Document text:
Rancho Monserate was a 13,323-acre (53.92 km2) Mexican land grant in present day San Diego County, California given in 1846 by Governor Pío Pico to Ysidro María Alvarado. The grant extended south and east of the present day Fallbrook down to the San Luis Rey River. The grant was bounded on the west by Pico's Rancho Santa Margarita y Las Flores.
Ysidro María Alvarado (1811–1863), son of Francisco Xavier Alvarado (1766–1831) and Maria Ygnacia Amador (1770–1851), married Maria Micaela Avila (1816–1845) in Los Angeles, California. Shortly after bearing three children, Micaela died from unknown causes, and Alvarado married her sister Manuela Lorenzo Avila.
With the cession of California to the United States following the Mexican-American War, the 1848 Treaty of Guadalupe Hidalgo provided that the land grants would be honored. As required by the Land Act of 1851, a claim for Rancho Monserate was filed with the Public Land Commission in 1853, and the grant was patented to Ysidro María Alvarado on July 17, 1872.

Referring expression pointing data:
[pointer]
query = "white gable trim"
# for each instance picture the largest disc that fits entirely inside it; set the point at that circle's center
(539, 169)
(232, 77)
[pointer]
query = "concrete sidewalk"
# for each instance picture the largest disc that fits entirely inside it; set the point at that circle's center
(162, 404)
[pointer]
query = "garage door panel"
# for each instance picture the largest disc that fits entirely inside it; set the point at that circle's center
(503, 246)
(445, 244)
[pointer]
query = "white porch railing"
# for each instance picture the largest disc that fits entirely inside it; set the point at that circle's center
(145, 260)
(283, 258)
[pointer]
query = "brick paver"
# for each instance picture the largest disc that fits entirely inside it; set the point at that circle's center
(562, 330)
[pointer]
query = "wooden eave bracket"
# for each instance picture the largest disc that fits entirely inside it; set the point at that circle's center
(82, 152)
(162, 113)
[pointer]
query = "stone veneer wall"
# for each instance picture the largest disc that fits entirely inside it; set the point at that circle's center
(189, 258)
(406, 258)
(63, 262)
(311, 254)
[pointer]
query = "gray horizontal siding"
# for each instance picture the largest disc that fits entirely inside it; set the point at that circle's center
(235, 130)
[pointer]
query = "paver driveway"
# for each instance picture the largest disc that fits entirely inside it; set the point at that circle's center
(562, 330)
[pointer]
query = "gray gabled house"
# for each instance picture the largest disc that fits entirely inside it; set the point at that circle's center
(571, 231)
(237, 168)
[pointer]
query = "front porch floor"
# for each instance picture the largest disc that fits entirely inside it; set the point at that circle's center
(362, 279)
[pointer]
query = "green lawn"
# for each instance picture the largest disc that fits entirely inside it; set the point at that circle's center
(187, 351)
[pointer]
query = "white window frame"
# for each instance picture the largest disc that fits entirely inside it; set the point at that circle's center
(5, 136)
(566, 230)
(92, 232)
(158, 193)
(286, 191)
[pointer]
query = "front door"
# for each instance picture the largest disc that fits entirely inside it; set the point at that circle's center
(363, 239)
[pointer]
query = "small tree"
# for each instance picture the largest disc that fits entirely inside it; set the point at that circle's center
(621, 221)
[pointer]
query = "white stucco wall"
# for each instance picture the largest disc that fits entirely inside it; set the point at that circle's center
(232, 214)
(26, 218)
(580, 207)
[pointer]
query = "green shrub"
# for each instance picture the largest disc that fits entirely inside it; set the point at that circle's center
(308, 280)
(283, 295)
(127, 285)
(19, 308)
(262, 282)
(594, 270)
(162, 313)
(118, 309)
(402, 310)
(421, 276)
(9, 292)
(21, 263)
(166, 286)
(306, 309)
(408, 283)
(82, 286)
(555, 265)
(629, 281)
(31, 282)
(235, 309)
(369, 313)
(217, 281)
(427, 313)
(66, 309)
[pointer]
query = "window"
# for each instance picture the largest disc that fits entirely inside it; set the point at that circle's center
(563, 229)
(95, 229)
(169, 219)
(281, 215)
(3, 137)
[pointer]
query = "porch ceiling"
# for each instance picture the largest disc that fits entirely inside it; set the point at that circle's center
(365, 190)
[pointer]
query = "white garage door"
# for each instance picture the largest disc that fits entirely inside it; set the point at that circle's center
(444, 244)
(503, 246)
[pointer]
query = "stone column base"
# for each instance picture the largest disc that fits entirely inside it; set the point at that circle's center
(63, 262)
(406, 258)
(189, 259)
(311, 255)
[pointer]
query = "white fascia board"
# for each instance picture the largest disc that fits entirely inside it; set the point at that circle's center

Exercise brief:
From the Rancho Monserate text above, print the passage starting at "With the cession" and ending at "July 17, 1872.".

Exercise output:
With the cession of California to the United States following the Mexican-American War, the 1848 Treaty of Guadalupe Hidalgo provided that the land grants would be honored. As required by the Land Act of 1851, a claim for Rancho Monserate was filed with the Public Land Commission in 1853, and the grant was patented to Ysidro María Alvarado on July 17, 1872.